The Little Fish
Emergence of intelligence through evolution
by Jun Zhuang
2024.08.01
This is a hobby project that explores how the intelligence of a neural network (i.e. a primitive brain) might be optimized (i.e. evolved) across generations without using back propagation and real-time feedback.
It simulates a situation in which a "fish" with a primitive "brain" lives in a habitat with land, water and food. It explores whether intelligence can emerge from pure evolution (random mutation, overbreeding and natural selection), without giving any teaching signals to the individuals, which are usually used in supervised learning and reinforcement learning.
All simulation was run on silicon, no actual fish was used in this project. All the code is in this github repository: littlefish.
Let's say there was a primitive fish living on the earth hundreds of million years ago. It's habitat consisted of land and water. In the water there was food scattering around. We can squeeze this world into a 2d map (green represents land, blue means water, dark red means food and yellow means the fish itself). The fish occupies a 3x3 space. Each food is 1x1 and food only exists in the water.
Basic terrain for the simulation. A fish (3x3, yellow) lives in a 2d environment (64 x 64) with water (blue) and land (green). There is food (1x1, red) scattering around in the water.
The fish's task is simple:
Stay in the water, avoiding land.
Catch as much food as possible (to make its life easier, the food does not move).
To achieve these goals, the fish needs some properties and abilities.
Health point (HP) : The fish has a certain starting health point, some sort of energy reserve, let's say 100. If it does nothing, over time the HP will decay, say 0.01 per time point. This will give a default life span of 10000 time points.
If the fish hits land, its health will decay 100x faster to 1 per time point.
If the fish overlaps with a food, it will eat and gain 10 HP.
If the fish's HP becomes 0, it dies and the simulation ends.

#### Exercise requirements:
a) In the little fish write-up, how many HP does the fish gain when it overlaps with a food?
b) Continue the little fish write-up, starting after its final sentence.

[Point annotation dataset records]
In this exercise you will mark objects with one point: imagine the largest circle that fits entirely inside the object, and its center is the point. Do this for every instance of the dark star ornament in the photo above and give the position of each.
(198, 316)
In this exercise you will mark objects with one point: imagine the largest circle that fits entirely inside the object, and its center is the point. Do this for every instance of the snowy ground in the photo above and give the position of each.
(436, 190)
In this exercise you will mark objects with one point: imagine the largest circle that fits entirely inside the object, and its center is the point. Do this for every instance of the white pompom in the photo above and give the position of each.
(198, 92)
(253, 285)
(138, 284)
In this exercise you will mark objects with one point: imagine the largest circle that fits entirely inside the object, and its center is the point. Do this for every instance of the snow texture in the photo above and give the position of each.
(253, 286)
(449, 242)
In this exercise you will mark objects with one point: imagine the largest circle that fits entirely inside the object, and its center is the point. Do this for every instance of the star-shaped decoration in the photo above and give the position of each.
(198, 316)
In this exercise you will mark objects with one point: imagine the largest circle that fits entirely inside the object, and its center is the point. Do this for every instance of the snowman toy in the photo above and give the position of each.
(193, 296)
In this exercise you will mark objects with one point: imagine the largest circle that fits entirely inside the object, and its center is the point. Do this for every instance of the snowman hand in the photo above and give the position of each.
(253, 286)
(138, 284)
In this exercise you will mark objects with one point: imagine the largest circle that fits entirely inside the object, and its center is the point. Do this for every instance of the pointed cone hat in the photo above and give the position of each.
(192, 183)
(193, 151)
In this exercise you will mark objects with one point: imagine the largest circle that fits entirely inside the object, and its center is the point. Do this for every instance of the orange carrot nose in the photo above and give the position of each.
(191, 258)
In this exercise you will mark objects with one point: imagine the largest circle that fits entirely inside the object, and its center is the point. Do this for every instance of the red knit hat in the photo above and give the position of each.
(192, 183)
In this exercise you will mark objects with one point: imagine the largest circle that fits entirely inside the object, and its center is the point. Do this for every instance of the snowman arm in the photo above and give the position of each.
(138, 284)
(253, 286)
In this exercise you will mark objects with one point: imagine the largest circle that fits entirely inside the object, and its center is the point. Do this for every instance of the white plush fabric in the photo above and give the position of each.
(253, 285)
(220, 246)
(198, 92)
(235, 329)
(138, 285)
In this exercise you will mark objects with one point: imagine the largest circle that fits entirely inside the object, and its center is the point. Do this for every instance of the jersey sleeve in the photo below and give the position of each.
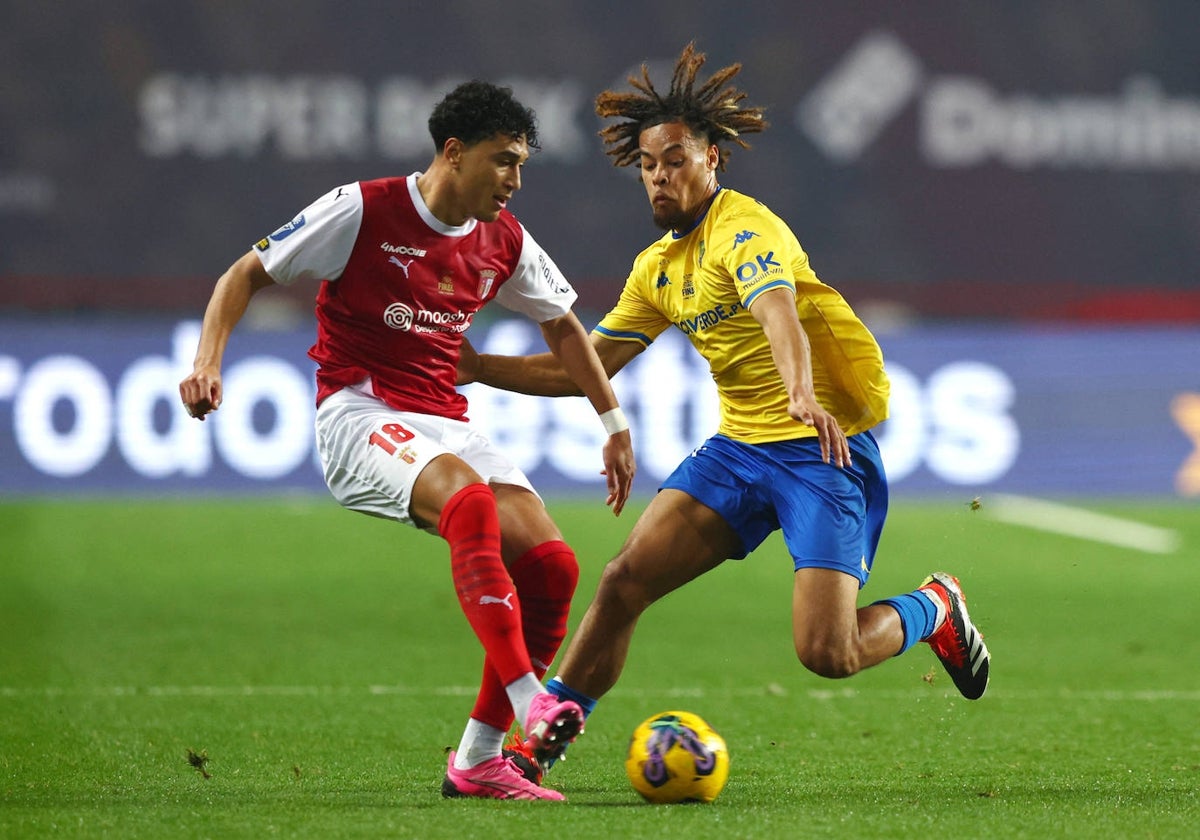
(317, 244)
(635, 317)
(537, 288)
(765, 255)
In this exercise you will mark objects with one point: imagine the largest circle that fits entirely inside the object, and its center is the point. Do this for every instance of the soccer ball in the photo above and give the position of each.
(676, 756)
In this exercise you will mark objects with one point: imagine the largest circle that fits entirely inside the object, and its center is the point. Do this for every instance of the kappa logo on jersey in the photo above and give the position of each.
(405, 318)
(763, 265)
(287, 229)
(743, 238)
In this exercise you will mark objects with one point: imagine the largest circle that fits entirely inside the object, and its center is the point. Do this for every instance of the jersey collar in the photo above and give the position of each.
(699, 219)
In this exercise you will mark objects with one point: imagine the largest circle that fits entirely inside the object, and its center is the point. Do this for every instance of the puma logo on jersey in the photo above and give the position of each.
(395, 261)
(493, 599)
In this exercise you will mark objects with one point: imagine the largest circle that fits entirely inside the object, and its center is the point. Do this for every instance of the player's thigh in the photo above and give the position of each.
(673, 541)
(373, 456)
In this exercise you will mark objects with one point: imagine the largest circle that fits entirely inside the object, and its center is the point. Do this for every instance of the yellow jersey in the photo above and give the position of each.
(705, 281)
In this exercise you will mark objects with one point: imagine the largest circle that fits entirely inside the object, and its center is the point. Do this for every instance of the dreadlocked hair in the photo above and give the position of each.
(714, 111)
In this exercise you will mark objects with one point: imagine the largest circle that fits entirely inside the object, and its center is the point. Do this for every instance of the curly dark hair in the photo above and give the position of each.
(713, 112)
(479, 111)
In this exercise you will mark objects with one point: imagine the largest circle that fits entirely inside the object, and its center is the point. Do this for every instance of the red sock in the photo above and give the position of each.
(545, 577)
(486, 594)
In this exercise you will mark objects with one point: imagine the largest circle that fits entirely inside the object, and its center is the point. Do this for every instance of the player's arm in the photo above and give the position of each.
(775, 311)
(569, 345)
(201, 390)
(541, 375)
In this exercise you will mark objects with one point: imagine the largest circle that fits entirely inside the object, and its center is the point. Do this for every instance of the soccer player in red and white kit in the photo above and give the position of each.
(405, 265)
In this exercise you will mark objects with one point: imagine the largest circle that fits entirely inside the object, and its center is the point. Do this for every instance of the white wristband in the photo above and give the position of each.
(615, 420)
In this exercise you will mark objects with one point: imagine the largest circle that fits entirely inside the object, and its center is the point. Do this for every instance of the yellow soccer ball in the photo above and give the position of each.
(676, 756)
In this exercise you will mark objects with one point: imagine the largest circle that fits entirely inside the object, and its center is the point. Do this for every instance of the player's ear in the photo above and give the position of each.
(451, 153)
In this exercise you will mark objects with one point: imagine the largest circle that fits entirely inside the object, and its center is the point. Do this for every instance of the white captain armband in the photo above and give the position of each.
(615, 420)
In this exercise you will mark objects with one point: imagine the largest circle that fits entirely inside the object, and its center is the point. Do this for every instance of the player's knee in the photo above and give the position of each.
(828, 659)
(621, 589)
(559, 569)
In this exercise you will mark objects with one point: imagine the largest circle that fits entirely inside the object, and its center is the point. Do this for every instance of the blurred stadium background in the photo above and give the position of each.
(1008, 192)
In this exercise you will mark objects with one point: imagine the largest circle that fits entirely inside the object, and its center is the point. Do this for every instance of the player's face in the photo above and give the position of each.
(489, 174)
(679, 173)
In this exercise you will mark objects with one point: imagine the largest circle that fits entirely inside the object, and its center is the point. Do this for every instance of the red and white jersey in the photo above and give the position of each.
(400, 288)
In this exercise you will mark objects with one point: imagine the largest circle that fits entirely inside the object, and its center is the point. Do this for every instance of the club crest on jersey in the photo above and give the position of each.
(744, 237)
(486, 280)
(288, 229)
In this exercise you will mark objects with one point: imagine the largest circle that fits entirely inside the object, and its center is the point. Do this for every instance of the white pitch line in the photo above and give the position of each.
(1060, 519)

#### Answers given:
a) 10 HP

b)
Eye: To survive longer, obviously, the fish needs to sense its environment. For this, it has 8 eyes (2 sets of 4 eyes) around its body, each looking at a different direction (this is quite unrealistic, but simplifies the simulation greatly: there will be no head direction and the fish will never need to turn). One set of 4 eyes senses the terrain while the other set senses food. Each eye has an "eye-sight" of 2 pixels (figure below).
The receptive field of each of the four eyes of the fish. Each eye (dark red) is facing one direction from the fish's body (yellow) with a receptive field marked as the shaded red pixels. The darkness of the receptive field represents the weight of the given pixel. The weighted sum will be the eye's input.
A fish will have two sets of these four eyes, one set sensing the terrain (water or land), and the sensing the food.
Muscle: Even if the fish can sense its environment, it makes no difference if it cannot move. So I gave it four muscles, each will let it move in one of the four cardinal directions.
With the environment and the fish's sensory and motor systems prepared, it is now ready to implement the brain: the neural network that links the sensor (eye) to the motor (muscle). The brain's role is to enable the fish to move in response to the sensory inputs. The goal of this simulation is to see if a evolution process, namely random mutation, overbreeding, and natural selection, can optimize the fish's reaction, i.e. the brain's intelligence.
Only a very simple brain/neural network was used in this simulation. It consisted only three layers (a sensory layer, a hidden layer and a motor layer) with full connections between adjacent layers.
A sensory layer consists of the 8 eyes (2 sets of 4 eyes, one set looks at terrain and the other looks at food).
A hidden layer with 8 neurons connecting the sensory layer and the motor layer.
A motor layer with 4 neurons, each commanding a single muscle in one cardinal direction.
The neural network of a random brain.
Each circle is a neuron. The face color of each neuron shows its baseline firing rate (cyan: low; purple: high).
Each line is a connection. The color of the line shows the connection strength (blue: negative; red: positive; dark: strong; light: weak).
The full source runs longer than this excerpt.